Work instructions:
When you reply, transcribe every line of the data below exactly.

Materials provided:

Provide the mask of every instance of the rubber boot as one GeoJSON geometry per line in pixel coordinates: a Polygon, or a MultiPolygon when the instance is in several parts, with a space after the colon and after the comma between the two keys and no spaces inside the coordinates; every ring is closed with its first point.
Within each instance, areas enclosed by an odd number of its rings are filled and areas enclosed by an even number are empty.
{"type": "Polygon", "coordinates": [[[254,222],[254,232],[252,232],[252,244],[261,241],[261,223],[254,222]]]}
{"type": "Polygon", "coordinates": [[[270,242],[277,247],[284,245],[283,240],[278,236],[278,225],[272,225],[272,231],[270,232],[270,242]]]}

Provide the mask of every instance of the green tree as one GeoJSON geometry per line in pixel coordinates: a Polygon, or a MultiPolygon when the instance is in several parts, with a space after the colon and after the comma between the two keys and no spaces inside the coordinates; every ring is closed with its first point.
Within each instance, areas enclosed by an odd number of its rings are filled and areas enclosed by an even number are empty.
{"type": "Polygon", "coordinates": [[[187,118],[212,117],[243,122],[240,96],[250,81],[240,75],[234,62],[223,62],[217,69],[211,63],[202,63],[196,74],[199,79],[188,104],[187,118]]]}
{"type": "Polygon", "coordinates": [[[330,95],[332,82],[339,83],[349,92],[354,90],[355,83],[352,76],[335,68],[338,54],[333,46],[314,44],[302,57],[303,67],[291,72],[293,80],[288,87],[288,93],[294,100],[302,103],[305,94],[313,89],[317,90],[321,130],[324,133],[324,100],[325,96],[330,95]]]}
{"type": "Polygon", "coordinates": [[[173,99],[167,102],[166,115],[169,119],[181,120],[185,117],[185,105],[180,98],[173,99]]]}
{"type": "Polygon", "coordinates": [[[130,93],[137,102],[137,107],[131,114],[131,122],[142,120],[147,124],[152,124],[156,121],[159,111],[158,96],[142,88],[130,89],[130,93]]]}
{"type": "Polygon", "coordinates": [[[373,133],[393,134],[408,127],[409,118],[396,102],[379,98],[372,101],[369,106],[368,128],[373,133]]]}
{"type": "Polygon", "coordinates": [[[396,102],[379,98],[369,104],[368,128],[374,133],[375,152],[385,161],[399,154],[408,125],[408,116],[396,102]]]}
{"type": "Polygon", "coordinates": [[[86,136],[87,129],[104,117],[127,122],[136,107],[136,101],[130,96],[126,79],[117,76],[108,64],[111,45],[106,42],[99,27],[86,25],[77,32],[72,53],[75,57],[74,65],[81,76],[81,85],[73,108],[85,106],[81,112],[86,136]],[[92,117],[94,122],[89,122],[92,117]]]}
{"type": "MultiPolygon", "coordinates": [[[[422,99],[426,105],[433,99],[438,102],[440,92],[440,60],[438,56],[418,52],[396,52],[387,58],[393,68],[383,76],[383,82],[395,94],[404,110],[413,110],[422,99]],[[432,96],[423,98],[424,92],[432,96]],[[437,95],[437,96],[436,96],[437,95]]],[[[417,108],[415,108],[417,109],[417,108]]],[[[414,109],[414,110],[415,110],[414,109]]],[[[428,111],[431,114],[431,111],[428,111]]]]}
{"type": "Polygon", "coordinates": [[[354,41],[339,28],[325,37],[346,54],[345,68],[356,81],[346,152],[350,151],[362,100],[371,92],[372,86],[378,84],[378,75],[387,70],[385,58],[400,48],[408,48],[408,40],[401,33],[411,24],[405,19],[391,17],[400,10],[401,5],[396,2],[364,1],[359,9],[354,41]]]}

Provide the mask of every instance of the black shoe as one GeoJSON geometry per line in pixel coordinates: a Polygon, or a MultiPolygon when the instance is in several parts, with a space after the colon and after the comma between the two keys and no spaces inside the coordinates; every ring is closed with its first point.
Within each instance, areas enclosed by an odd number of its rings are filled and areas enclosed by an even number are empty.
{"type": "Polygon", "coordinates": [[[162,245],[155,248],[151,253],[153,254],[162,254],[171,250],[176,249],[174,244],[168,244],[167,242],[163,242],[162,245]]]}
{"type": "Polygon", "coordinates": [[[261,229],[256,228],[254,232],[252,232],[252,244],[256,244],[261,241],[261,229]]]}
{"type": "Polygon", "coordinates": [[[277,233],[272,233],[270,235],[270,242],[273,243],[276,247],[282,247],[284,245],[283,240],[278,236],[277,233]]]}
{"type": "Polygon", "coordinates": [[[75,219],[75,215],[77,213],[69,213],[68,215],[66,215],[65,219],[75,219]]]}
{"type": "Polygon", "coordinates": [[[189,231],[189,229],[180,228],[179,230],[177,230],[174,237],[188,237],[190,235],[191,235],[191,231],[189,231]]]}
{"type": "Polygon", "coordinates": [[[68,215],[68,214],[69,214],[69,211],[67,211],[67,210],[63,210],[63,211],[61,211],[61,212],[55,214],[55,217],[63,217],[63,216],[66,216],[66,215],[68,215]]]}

Response area:
Provide the mask of every instance of the rubber boot as one GeoJSON geometry per line in pixel coordinates: a Polygon, or a MultiPolygon when the instance is in several parts, with a space after the colon and after the comma between the two keys and no spaces inside the coordinates; every ring is closed with its first point.
Within each instance, areas enclosed by an odd number of its rings are filled and areas enclosed by an even number are empty.
{"type": "Polygon", "coordinates": [[[254,222],[254,232],[252,232],[252,244],[261,241],[261,223],[254,222]]]}
{"type": "Polygon", "coordinates": [[[270,242],[277,247],[284,245],[283,240],[278,236],[278,225],[272,225],[272,231],[270,232],[270,242]]]}

Provide the mask of every instance of the green tree as one GeoJSON geometry per line in pixel coordinates: a Polygon, or a MultiPolygon when the instance is in several parts, with a space after the colon and after the comma between the two keys and no spaces inside the coordinates; every ring is closed with its first point.
Within each instance, areas enclosed by an odd number of its rings are filled and areas enclosed by an even number are empty.
{"type": "Polygon", "coordinates": [[[187,118],[212,117],[243,122],[240,96],[250,81],[240,75],[234,62],[223,62],[217,69],[211,63],[202,63],[196,74],[199,79],[188,104],[187,118]]]}
{"type": "Polygon", "coordinates": [[[330,95],[332,82],[339,83],[349,92],[354,90],[355,83],[352,76],[335,68],[338,54],[333,46],[314,44],[302,57],[303,67],[291,72],[293,80],[288,87],[288,93],[294,100],[302,103],[305,94],[313,89],[317,90],[321,130],[324,133],[324,100],[325,96],[330,95]]]}
{"type": "Polygon", "coordinates": [[[173,99],[167,102],[166,115],[169,119],[181,120],[185,117],[185,105],[180,98],[173,99]]]}
{"type": "Polygon", "coordinates": [[[130,93],[137,102],[137,107],[131,114],[131,122],[142,120],[147,124],[152,124],[156,121],[159,111],[158,96],[142,88],[130,89],[130,93]]]}
{"type": "Polygon", "coordinates": [[[373,133],[393,134],[408,127],[409,118],[396,102],[379,98],[372,101],[369,106],[368,128],[373,133]]]}
{"type": "Polygon", "coordinates": [[[396,102],[379,98],[369,104],[368,128],[374,133],[375,152],[385,161],[399,154],[408,125],[408,116],[396,102]]]}
{"type": "Polygon", "coordinates": [[[86,136],[87,129],[104,117],[127,122],[136,107],[136,101],[130,96],[126,79],[117,76],[108,64],[111,45],[106,42],[99,27],[86,25],[77,32],[72,53],[75,57],[74,65],[81,76],[81,85],[73,108],[85,106],[81,112],[86,136]],[[92,117],[94,122],[89,122],[92,117]]]}
{"type": "MultiPolygon", "coordinates": [[[[422,99],[426,105],[433,99],[438,102],[440,92],[440,60],[438,56],[418,52],[396,52],[387,58],[393,68],[383,76],[383,82],[395,94],[404,110],[413,110],[422,99]],[[432,96],[423,98],[424,92],[432,96]],[[437,95],[437,96],[436,96],[437,95]]],[[[417,108],[415,108],[417,109],[417,108]]],[[[414,109],[414,110],[415,110],[414,109]]],[[[428,111],[431,114],[431,111],[428,111]]]]}
{"type": "Polygon", "coordinates": [[[354,41],[339,28],[325,37],[346,54],[345,68],[356,81],[346,152],[350,151],[362,100],[371,92],[372,86],[378,84],[378,75],[387,70],[385,58],[400,48],[408,48],[408,40],[401,33],[411,24],[405,19],[391,17],[400,10],[401,5],[396,2],[364,1],[359,9],[354,41]]]}

Provide the mask of every instance of the black shoe as one GeoJSON geometry per line in pixel coordinates: a Polygon, or a MultiPolygon when the instance is in several parts, with a space after the colon and after the comma between the two keys and no spaces inside the coordinates; every ring is closed with its first point.
Within each instance, areas enclosed by an odd number of its rings are filled and areas enclosed by an even number are empty.
{"type": "Polygon", "coordinates": [[[162,245],[155,248],[151,253],[153,254],[162,254],[171,250],[176,249],[174,244],[168,244],[167,242],[163,242],[162,245]]]}
{"type": "Polygon", "coordinates": [[[261,229],[256,228],[254,232],[252,232],[252,244],[256,244],[261,241],[261,229]]]}
{"type": "Polygon", "coordinates": [[[277,233],[272,233],[270,235],[270,242],[273,243],[276,247],[282,247],[284,245],[283,240],[278,236],[277,233]]]}
{"type": "Polygon", "coordinates": [[[75,219],[75,215],[77,213],[69,213],[68,215],[66,215],[65,219],[75,219]]]}
{"type": "Polygon", "coordinates": [[[189,231],[189,229],[180,228],[179,230],[177,230],[174,237],[188,237],[190,235],[191,235],[191,231],[189,231]]]}
{"type": "Polygon", "coordinates": [[[68,215],[68,214],[69,214],[69,211],[67,211],[67,210],[63,210],[63,211],[61,211],[61,212],[55,214],[55,217],[63,217],[63,216],[66,216],[66,215],[68,215]]]}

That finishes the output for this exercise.